Up to and including the line with "Input query: bird's head", repeat every line of the listing exactly, beginning at the first.
____________________
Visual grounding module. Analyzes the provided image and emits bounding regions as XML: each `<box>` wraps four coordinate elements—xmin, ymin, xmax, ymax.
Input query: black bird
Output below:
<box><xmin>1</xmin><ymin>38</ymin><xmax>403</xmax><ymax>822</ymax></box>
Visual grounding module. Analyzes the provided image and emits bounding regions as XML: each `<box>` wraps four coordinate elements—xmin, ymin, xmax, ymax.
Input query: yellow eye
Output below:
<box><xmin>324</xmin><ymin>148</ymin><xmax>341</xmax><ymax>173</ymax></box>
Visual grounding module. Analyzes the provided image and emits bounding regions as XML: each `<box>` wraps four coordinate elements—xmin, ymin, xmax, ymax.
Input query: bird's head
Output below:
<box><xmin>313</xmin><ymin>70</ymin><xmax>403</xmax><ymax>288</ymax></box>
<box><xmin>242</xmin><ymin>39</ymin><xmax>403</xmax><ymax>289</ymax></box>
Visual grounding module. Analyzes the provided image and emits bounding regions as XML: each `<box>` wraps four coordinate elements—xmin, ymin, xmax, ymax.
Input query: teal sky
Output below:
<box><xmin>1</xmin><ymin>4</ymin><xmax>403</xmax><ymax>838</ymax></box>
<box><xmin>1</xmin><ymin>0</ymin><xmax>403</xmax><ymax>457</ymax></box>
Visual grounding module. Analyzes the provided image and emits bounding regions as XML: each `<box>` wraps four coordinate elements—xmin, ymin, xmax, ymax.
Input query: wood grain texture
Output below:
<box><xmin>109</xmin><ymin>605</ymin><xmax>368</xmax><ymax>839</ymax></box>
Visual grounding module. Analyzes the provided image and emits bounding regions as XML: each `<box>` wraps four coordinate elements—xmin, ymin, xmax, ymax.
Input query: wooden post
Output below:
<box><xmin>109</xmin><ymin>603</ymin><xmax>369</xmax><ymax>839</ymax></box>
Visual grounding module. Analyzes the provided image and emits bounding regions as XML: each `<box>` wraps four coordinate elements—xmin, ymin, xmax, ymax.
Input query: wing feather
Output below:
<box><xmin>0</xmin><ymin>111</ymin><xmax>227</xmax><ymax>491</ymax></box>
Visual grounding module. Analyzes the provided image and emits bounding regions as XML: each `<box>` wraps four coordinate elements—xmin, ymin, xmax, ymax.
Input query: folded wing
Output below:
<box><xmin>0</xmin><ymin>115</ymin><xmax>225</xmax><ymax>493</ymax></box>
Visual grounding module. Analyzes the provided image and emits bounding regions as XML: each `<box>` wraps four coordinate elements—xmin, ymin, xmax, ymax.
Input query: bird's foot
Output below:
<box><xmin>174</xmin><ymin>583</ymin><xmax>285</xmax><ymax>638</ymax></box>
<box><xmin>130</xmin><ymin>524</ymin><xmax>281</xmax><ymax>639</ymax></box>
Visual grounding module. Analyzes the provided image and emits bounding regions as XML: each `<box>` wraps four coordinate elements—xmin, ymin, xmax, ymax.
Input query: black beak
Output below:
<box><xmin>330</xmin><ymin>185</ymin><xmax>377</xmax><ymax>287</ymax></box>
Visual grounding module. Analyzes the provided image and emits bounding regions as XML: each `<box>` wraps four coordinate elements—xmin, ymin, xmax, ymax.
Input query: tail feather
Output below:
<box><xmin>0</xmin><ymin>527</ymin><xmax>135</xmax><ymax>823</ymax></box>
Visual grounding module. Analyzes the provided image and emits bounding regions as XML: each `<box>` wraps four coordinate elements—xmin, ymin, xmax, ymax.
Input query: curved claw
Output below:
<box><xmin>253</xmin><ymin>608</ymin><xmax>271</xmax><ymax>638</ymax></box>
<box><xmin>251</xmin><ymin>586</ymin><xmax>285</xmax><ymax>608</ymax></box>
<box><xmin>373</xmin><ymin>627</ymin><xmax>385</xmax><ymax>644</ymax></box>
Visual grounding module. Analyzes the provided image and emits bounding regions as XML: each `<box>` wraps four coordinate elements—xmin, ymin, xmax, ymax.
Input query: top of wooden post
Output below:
____________________
PROBLEM SOLUTION:
Visual grounding module. Analyzes the provided image and emits bounding regions as XML: each `<box>` wraps four coordinate elements—xmin, ymin, xmax, ymax.
Input query: black bird
Output below:
<box><xmin>1</xmin><ymin>38</ymin><xmax>403</xmax><ymax>822</ymax></box>
Visual grounding module. Analyzes the provided image and emits bounding regions as XML: each `<box>` wraps four coordinate elements—xmin, ymin, xmax, ymax.
Input query: yellow eye
Output below:
<box><xmin>324</xmin><ymin>148</ymin><xmax>341</xmax><ymax>173</ymax></box>
Visual grounding module. Analyzes the provided image and emits bounding regions as XML: each `<box>` wraps four coordinate elements—xmin, ymin, xmax, ymax.
Input query: bird's head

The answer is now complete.